_Your instructions_
In your answer, repeat each line of the data exactly.

_Stored data_

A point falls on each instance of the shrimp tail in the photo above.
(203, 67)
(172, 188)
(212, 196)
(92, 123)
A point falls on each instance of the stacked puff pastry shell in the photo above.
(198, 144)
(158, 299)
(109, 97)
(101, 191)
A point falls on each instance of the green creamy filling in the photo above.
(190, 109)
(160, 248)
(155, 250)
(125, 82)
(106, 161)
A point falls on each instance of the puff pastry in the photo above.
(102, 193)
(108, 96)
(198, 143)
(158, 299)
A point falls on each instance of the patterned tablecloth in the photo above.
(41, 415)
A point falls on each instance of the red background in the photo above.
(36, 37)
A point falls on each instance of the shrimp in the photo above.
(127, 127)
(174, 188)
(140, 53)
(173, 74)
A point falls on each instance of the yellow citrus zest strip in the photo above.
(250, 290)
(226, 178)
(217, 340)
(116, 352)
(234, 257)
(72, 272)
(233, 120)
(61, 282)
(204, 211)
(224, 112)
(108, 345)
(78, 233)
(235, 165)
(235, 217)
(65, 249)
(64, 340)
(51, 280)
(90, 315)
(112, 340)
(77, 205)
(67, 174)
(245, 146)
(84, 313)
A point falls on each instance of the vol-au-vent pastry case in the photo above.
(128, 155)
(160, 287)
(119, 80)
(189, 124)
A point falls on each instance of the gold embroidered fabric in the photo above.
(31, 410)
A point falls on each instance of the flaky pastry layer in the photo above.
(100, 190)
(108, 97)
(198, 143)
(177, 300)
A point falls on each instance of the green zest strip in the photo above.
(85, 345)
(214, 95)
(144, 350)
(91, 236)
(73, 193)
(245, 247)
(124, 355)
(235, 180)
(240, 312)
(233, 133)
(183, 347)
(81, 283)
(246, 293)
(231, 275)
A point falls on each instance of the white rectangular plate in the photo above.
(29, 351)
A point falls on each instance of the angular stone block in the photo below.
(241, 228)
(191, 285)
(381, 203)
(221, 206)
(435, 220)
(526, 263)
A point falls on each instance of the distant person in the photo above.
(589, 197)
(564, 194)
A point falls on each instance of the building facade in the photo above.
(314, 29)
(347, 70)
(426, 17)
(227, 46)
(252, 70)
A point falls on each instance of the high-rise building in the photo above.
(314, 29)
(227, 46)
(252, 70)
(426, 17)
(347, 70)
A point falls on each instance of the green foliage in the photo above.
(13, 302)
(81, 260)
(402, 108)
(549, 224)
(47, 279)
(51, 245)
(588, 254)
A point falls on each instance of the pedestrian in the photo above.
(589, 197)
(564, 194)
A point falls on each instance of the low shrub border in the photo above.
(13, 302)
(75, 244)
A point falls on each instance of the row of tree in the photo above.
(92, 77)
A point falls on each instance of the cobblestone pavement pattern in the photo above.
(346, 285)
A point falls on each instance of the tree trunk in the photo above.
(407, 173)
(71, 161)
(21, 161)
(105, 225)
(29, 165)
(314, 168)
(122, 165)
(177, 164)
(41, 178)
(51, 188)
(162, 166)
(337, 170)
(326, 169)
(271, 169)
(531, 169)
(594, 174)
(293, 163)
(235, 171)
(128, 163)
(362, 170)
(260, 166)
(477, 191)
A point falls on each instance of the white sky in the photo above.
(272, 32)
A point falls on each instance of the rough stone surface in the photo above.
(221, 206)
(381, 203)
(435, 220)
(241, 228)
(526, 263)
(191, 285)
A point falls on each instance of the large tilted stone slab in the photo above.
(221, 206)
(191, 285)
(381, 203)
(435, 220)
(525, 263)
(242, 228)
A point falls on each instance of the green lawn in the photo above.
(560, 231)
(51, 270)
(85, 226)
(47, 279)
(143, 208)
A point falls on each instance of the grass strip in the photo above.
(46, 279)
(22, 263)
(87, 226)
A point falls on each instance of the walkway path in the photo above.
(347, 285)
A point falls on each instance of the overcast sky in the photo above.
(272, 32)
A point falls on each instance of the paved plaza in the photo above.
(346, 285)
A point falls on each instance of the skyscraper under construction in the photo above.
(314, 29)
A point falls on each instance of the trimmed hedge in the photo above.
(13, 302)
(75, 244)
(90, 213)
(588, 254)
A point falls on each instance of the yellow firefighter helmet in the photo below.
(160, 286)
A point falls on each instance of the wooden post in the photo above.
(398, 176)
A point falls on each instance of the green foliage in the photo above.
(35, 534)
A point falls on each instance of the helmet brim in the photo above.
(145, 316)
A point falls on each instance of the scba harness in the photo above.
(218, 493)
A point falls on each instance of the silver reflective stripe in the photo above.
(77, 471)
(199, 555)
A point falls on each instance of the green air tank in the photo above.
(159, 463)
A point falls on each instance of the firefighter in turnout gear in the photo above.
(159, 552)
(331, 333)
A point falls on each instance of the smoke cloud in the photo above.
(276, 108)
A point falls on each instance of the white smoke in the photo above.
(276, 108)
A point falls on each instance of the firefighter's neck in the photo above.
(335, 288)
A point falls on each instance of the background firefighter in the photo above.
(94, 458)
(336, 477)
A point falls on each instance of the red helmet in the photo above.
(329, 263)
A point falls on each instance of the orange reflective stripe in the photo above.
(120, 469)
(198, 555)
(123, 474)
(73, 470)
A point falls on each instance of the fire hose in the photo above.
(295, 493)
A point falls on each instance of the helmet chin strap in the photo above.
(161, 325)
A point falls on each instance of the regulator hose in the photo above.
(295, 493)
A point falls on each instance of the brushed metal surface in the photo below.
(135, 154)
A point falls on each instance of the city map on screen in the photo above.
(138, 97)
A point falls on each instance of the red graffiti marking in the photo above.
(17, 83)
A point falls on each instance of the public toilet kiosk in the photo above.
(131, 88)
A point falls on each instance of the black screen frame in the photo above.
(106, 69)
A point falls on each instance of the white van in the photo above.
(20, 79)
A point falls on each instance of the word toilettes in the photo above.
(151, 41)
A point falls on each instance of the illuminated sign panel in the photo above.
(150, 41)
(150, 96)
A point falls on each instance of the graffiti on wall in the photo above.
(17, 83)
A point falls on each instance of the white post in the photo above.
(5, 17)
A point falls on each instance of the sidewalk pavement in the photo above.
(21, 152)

_The completed task_
A point falls on each instance of the shrimp tail in the photo above.
(203, 67)
(172, 188)
(212, 196)
(92, 123)
A point falls on each instance of the stacked puff pastry shell in the photo above.
(198, 144)
(158, 299)
(109, 97)
(101, 191)
A point falls on each instance of the green creamy filling in the photo above.
(190, 109)
(160, 248)
(155, 250)
(125, 82)
(106, 161)
A point falls on each instance of the puff pastry in the photo above.
(102, 193)
(108, 96)
(198, 143)
(158, 299)
A point falls on each instance of the patterned tablecloth in the photo above.
(41, 415)
A point falls on each instance of the red background in the photo above.
(36, 37)
A point falls on each instance of the shrimp in the photo above.
(127, 127)
(174, 188)
(140, 53)
(173, 74)
A point falls on each instance of the yellow citrus zest strip in the photo above.
(250, 290)
(226, 178)
(217, 340)
(116, 352)
(234, 257)
(72, 272)
(233, 120)
(61, 282)
(204, 211)
(224, 112)
(108, 345)
(78, 233)
(235, 165)
(235, 217)
(65, 249)
(64, 340)
(51, 280)
(90, 315)
(112, 340)
(77, 205)
(67, 174)
(245, 146)
(84, 313)
A point falls on each instance of the vol-au-vent pastry case in the photo above.
(128, 155)
(160, 287)
(119, 80)
(189, 124)
A point falls on each instance of the gold embroidered fabric in the photo above.
(31, 410)
A point falls on each instance of the flaky pastry layer in the photo above.
(100, 190)
(108, 97)
(198, 143)
(177, 300)
A point falls on each instance of the green zest strip in the photo above.
(85, 345)
(214, 95)
(144, 350)
(91, 236)
(73, 193)
(245, 247)
(124, 355)
(235, 180)
(240, 312)
(233, 133)
(183, 347)
(81, 283)
(246, 293)
(231, 275)
A point falls on each instance of the white rectangular plate in the photo above.
(29, 351)
A point falls on each instance of the angular stone block in the photo below.
(241, 228)
(191, 285)
(381, 203)
(221, 206)
(435, 220)
(526, 263)
A point falls on each instance of the distant person in the photo above.
(589, 197)
(564, 194)
A point falls on each instance of the building facade in the photo above.
(314, 29)
(347, 70)
(426, 17)
(227, 46)
(252, 70)
A point falls on each instance of the high-rise building in the photo above.
(314, 29)
(227, 46)
(252, 70)
(426, 17)
(347, 70)
A point falls on each instance of the green foliage in the photo above.
(13, 302)
(81, 260)
(402, 108)
(549, 224)
(47, 279)
(51, 245)
(588, 254)
A point falls on each instance of the pedestrian in the photo above.
(589, 197)
(564, 194)
A point falls on each instance of the low shrub border in the photo above.
(13, 302)
(75, 244)
A point falls on each instance of the row of tree in the photo above.
(92, 77)
A point falls on each instance of the cobblestone pavement pattern in the photo above.
(346, 285)
A point falls on each instance of the tree trunk in the photo above.
(407, 173)
(71, 161)
(21, 161)
(105, 225)
(29, 165)
(314, 168)
(122, 165)
(177, 164)
(41, 178)
(51, 188)
(162, 166)
(337, 170)
(326, 169)
(271, 169)
(531, 169)
(594, 174)
(293, 163)
(235, 171)
(128, 163)
(362, 170)
(260, 166)
(477, 191)
A point falls on each instance of the white sky in the photo above.
(272, 32)
A point falls on each instance of the rough stone surface in the photo above.
(221, 206)
(381, 203)
(435, 220)
(241, 228)
(526, 263)
(191, 285)
A point falls on each instance of the large tilted stone slab in the photo above.
(221, 206)
(191, 285)
(381, 203)
(435, 220)
(525, 263)
(242, 228)
A point falls on each instance of the green lawn in the photo above.
(560, 231)
(51, 270)
(85, 226)
(47, 279)
(143, 208)
A point falls on each instance of the grass strip in the photo above.
(46, 279)
(22, 263)
(87, 226)
A point falls on each instance of the walkway path in the photo above.
(347, 285)
A point falls on each instance of the overcast sky in the photo above.
(272, 32)
A point falls on each instance of the paved plaza in the photo above.
(346, 285)
A point falls on each instance of the skyscraper under construction in the photo above.
(314, 29)
A point falls on each instance of the trimmed hedge in the photo above.
(13, 302)
(75, 244)
(90, 213)
(588, 254)
A point falls on each instance of the yellow firefighter helmet in the photo below.
(160, 286)
A point falls on each instance of the wooden post in the photo above.
(398, 176)
A point falls on each instance of the green foliage in the photo above.
(35, 534)
A point falls on each instance of the helmet brim in the photo above.
(145, 316)
A point falls on each instance of the scba harness in the photo above.
(218, 493)
A point falls on each instance of the silver reflective stripe in the photo above.
(77, 471)
(199, 555)
A point falls on each instance of the green air tank in the photo above.
(159, 463)
A point falls on each instance of the firefighter in turnout gear in the photo above.
(159, 552)
(331, 333)
A point falls on each instance of the smoke cloud in the photo above.
(276, 108)
A point falls on each instance of the white smoke in the photo above.
(276, 108)
A point falls on each instance of the firefighter's neck in the photo above.
(335, 288)
A point falls on each instance of the background firefighter in the photo above.
(94, 458)
(336, 477)
A point falls on each instance of the red helmet in the photo above.
(329, 263)
A point falls on each instance of the orange reflective stripe in the photo above.
(120, 469)
(198, 555)
(123, 474)
(73, 470)
A point falls on each instance of the fire hose in the photo above.
(295, 493)
A point falls on each instance of the helmet chin strap in the photo above.
(161, 325)
A point falls on each instance of the regulator hose in the photo above.
(295, 493)
A point falls on each instance of the brushed metal surface in the photo below.
(135, 154)
A point falls on each instance of the city map on screen in the photo above.
(138, 97)
A point falls on each instance of the red graffiti marking in the photo above.
(17, 83)
A point falls on each instance of the public toilet kiosk in the photo above.
(131, 88)
A point falls on each instance of the black screen frame in the photo above.
(106, 69)
A point falls on each instance of the white van in the photo above.
(20, 79)
A point falls on each instance of the word toilettes in the photo above.
(151, 41)
A point falls on each instance of the illuminated sign panel in the photo above.
(150, 41)
(150, 96)
A point falls on each instance of the graffiti on wall in the photo above.
(17, 83)
A point falls on each instance of the white post in the photo above.
(5, 17)
A point falls on each instance of the sidewalk pavement in the photo above.
(21, 152)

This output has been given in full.